Aplica lo leído>
1. Enumera los adjetivos que, según el texto sobre Marisa Leticia Rocco, suelen usarse para nombrarla.
2. Reproduce del texto sobre Marisa Leticia Rocco el pasaje comprendido entre "La muerte de" y "su vida pública.", ambos incluidos.

Fragmento proporcionado>

La muerte de Marisa se anunció con vida, sus órganos iban a ser donados. Las palabras elegidas habían echado raíz antes de la partida. No se va del todo quien luce un vestido rojo, la despedida se disuelve, se olvida, el color acapara la escena y el recuerdo perpetuo le gana al tiempo. De rojo estaba Doña Marisa en su velatorio multitudinario y de rojo –como la primera bandera del PT que ella cosió y bordó “tenía un paño rojo, italiano, un corte guardado durante mucho tiempo y le cosí en blanco una estrella hermosa”– se la piensa y sueña. Los adjetivos que la nombran combinan con el vestido, guerrera suele ser uno de los primeros (enseguida aparecen humilde y sensible) pero guerrera es quizás el que mejor describe la marca de agua, alma de amor y de odio con la que se la ha mirado y despreciado durante toda su vida pública. 

Marisa Leticia Rocco,  aliento y aire de Lula, ex primera dama brasileña y militante del PT, vivió una vida que le gana en carácter al mejor argumento que una telenovela -una de las mejores, capaz de paralizar a las noches brasileñas- pueda tener. Un primer trabajo cuidando a niñxs chiquitxs cuando también ella era una nena en São Bernardo do Campo, un primer marido muerto a tiros cuando estaba embarazada, un trabajo envolviendo bombones en una fábrica de chocolates, y amor, familia, política y patria con Lula da Silva desde los años setenta (se casaron en 1974) confirman que su vida real compite y le gana en vértigo a cualquier vida inventada. “Murió triste porque los canallas, los fascinerosos hicieron maldades con ella. Un día deberán tener la humildad de pedirle disculpas” decía su compañero cuando recibía el pésame y mientras en Brasilia la palabra “asesinos” recién pintada iluminaba la noche desde una de las paredes de un lugar donde se gobierna con  igualdad y justicia. ¿Con igualdad y justicia? A Marisa se la acusó de ser pobre,  de estar tejiendo en la sombra –nunca fue de esa primeras damas que se esfuerzan por poner de moda el diseño de una marca– y de ser bella.

Demasiada épica guardada en la tela italiana que transformó en bandera revolucionaria, demasiada épica atesorada en la carretilla en la que llevaba las verduras que su familia cultivaba cuando era una nena,  demasiada épica en las protestas de mujeres que organizaba en contra de las detenciones de la dictadura, demasiada épica ofreciendo su casa como sede del Sindicato de Metalúrgicos cuando la represión lo intervino. Demasiada épica atragantada en las gargantas siniestras que celebraban el ACV hemorrágico del que hablaban los diarios adentro del hospital –el festejo incluye a algunos de los médicos que eligieron vitorearlo en las redes– y por las calles de San Pablo, y que después se extendió cuando el New York Times repetía la hora oficial de muerte, demasiada épica. Entonces, ¿qué mejor sopapa que un escándalo mediático y la acusación de ladrona para que las cloacas se destapen? La historia no es nueva y la difamación como pólvora, mucho menos. Mientras las acusaciones no se prueban y la muerte llega hambrienta la mano de Lula cubre la mano fría de Marisa en una última foto de pareja, posteo de una lucha que continúa amparada en el rojo de un vestido nada yermo.

Listado facilitado>
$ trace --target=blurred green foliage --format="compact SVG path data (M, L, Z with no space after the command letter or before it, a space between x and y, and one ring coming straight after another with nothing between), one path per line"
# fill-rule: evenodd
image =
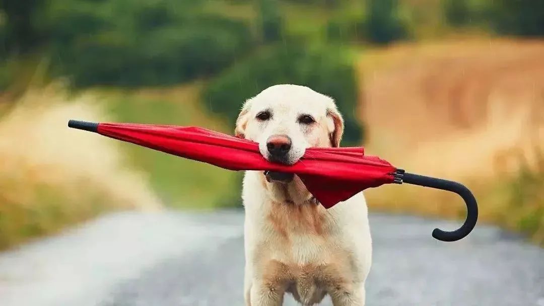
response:
M202 100L211 111L224 114L233 123L245 99L267 87L286 83L307 86L333 97L345 121L344 145L360 143L355 71L337 47L281 43L270 46L213 79Z
M270 42L280 40L283 33L278 0L259 0L258 7L262 41Z
M444 0L444 13L448 22L453 26L465 26L471 20L471 12L467 0Z
M489 18L498 33L521 36L544 35L544 1L494 0L492 3Z
M367 0L367 3L364 27L368 40L388 43L408 36L406 26L399 16L398 0Z
M77 86L168 85L215 73L250 49L247 25L221 16L195 16L197 5L183 3L70 0L52 5L47 22L55 72L71 76Z

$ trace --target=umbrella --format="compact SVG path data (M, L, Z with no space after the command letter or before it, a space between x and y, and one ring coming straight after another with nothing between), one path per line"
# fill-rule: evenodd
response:
M268 161L254 141L196 127L70 120L71 128L97 133L166 153L230 170L259 170L294 173L326 208L369 188L407 183L442 189L461 196L467 206L463 225L452 232L435 228L432 236L455 241L470 233L478 219L474 196L464 185L450 180L406 172L362 147L309 148L292 165Z

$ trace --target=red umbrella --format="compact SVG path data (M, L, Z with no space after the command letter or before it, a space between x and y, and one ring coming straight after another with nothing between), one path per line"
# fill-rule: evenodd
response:
M309 148L298 163L286 165L265 159L256 142L202 128L77 120L70 120L68 126L230 170L296 174L326 208L367 188L391 183L406 183L453 191L465 200L467 218L456 230L435 229L432 236L443 241L454 241L465 237L474 228L478 218L476 200L463 185L405 173L378 157L364 155L362 147Z

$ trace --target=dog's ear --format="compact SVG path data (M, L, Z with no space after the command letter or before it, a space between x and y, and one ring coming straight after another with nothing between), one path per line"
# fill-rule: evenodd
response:
M249 120L249 101L246 101L242 106L242 110L236 119L236 126L234 128L234 136L239 138L245 138L245 128L248 126Z
M332 121L329 128L331 145L337 148L340 146L340 141L344 134L344 119L336 107L327 109L327 117Z

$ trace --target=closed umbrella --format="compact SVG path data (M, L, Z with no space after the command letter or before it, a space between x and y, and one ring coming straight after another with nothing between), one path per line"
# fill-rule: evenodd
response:
M78 120L70 120L68 126L230 170L296 174L326 208L384 184L405 183L452 191L465 200L467 217L455 230L435 229L432 236L443 241L466 236L478 219L476 200L463 185L405 172L378 157L364 155L362 147L309 148L298 162L286 165L267 160L256 142L202 128Z

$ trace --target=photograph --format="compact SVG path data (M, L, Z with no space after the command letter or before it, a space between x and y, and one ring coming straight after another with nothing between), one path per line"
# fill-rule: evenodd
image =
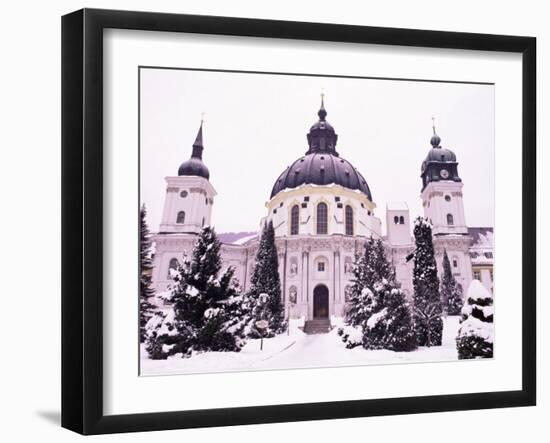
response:
M493 83L137 75L140 376L497 358Z

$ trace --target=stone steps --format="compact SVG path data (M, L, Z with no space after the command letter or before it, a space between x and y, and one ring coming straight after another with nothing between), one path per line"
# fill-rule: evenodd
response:
M304 324L306 334L326 334L332 329L328 318L307 320Z

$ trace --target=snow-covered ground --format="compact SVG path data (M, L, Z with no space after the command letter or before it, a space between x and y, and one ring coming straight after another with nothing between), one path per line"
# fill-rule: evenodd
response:
M300 327L303 320L293 320L289 335L263 341L250 340L241 352L206 352L191 358L150 360L141 348L141 375L192 374L268 369L298 369L372 364L457 360L455 338L459 317L444 319L443 345L421 347L413 352L367 351L361 347L346 349L338 336L342 321L332 318L334 328L328 334L307 335Z

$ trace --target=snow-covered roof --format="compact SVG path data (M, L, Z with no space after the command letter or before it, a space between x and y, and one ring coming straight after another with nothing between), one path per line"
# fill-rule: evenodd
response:
M389 211L408 211L407 202L388 202L386 208Z
M258 237L257 232L223 232L218 234L220 241L226 245L244 245Z
M468 234L472 237L472 246L470 246L472 265L492 265L493 228L468 228Z

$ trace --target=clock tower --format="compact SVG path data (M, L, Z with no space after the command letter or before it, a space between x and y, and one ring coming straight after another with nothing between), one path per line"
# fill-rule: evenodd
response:
M462 201L463 183L458 175L456 155L441 147L435 132L430 140L432 149L422 163L422 205L424 216L432 224L434 236L468 234Z

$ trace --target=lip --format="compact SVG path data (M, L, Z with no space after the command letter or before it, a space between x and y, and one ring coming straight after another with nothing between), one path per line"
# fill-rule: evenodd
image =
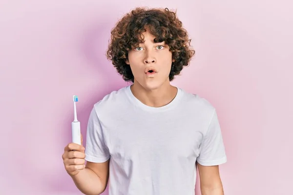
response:
M150 73L148 72L148 71L149 71L150 70L153 71L153 72L151 73L157 73L157 69L156 69L156 68L154 67L148 67L146 68L146 69L145 70L145 73Z

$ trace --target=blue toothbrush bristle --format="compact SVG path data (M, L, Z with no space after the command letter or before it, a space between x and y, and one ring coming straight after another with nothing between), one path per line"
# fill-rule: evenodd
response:
M78 101L78 97L77 96L73 96L74 101Z

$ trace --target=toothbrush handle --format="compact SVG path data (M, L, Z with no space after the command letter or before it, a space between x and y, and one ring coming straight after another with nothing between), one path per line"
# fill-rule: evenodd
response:
M79 121L71 123L72 142L81 145L81 123Z

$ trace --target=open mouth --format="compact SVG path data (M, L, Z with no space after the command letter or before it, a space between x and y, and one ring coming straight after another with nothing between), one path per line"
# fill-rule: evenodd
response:
M145 73L146 73L146 74L149 74L149 73L154 74L154 73L156 73L156 72L157 72L157 70L156 70L156 69L153 67L147 67L146 68L146 70L145 70Z

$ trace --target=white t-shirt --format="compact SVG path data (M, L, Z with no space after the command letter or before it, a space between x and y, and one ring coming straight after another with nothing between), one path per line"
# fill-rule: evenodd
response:
M130 86L95 104L85 160L110 158L109 195L193 195L196 161L226 162L214 108L178 89L170 103L159 108L142 103Z

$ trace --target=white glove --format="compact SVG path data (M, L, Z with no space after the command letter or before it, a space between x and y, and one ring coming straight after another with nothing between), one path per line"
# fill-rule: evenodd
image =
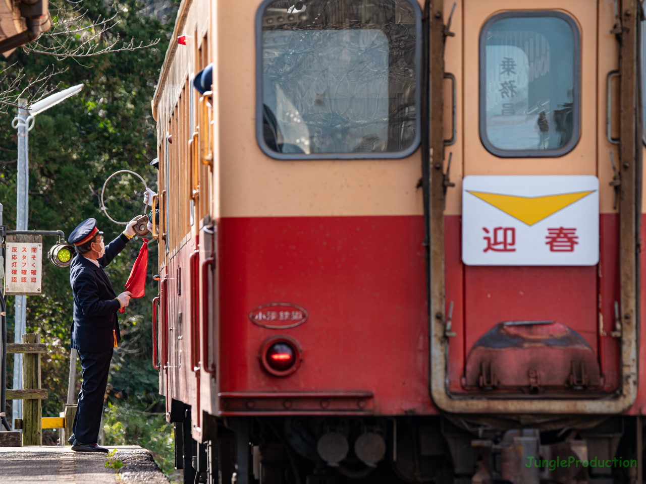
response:
M146 192L143 194L143 203L147 205L152 207L152 196L156 195L154 192L149 188L146 188Z
M116 297L116 299L119 299L119 302L121 303L121 308L125 308L128 305L128 303L130 303L130 297L132 295L132 293L130 291L125 291Z
M125 230L123 232L125 232L127 236L129 237L134 236L134 226L137 223L137 219L139 218L140 216L137 216L134 219L128 222L128 225L125 226Z

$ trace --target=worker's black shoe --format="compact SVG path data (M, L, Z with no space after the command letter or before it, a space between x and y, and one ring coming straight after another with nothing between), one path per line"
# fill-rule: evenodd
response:
M72 450L78 452L105 452L107 454L110 452L105 447L99 447L99 444L84 444L81 443L78 440L75 440L72 445Z

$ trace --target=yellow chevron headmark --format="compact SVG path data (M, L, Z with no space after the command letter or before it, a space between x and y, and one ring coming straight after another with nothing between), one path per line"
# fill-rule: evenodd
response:
M596 190L547 195L542 197L519 197L514 195L467 191L496 208L532 226Z

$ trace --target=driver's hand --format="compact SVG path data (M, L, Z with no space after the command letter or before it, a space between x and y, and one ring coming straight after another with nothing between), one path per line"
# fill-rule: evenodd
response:
M121 292L119 296L118 296L116 299L119 299L119 302L121 303L121 308L125 308L130 303L130 297L132 296L132 293L130 291L125 291L125 292Z
M134 236L134 226L137 224L137 219L138 219L140 216L137 216L134 219L128 222L128 225L125 226L125 230L123 232L125 232L126 235L129 237Z
M151 207L152 207L152 197L153 196L156 194L156 194L152 190L147 187L146 192L143 194L143 203L145 203L147 205L150 205Z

Soluciones>
1. guerrera, humilde, sensible

2.
La muerte de Marisa se anunció con vida, sus órganos iban a ser donados. Las palabras elegidas habían echado raíz antes de la partida. No se va del todo quien luce un vestido rojo, la despedida se disuelve, se olvida, el color acapara la escena y el recuerdo perpetuo le gana al tiempo. De rojo estaba Doña Marisa en su velatorio multitudinario y de rojo –como la primera bandera del PT que ella cosió y bordó “tenía un paño rojo, italiano, un corte guardado durante mucho tiempo y le cosí en blanco una estrella hermosa”– se la piensa y sueña. Los adjetivos que la nombran combinan con el vestido, guerrera suele ser uno de los primeros (enseguida aparecen humilde y sensible) pero guerrera es quizás el que mejor describe la marca de agua, alma de amor y de odio con la que se la ha mirado y despreciado durante toda su vida pública.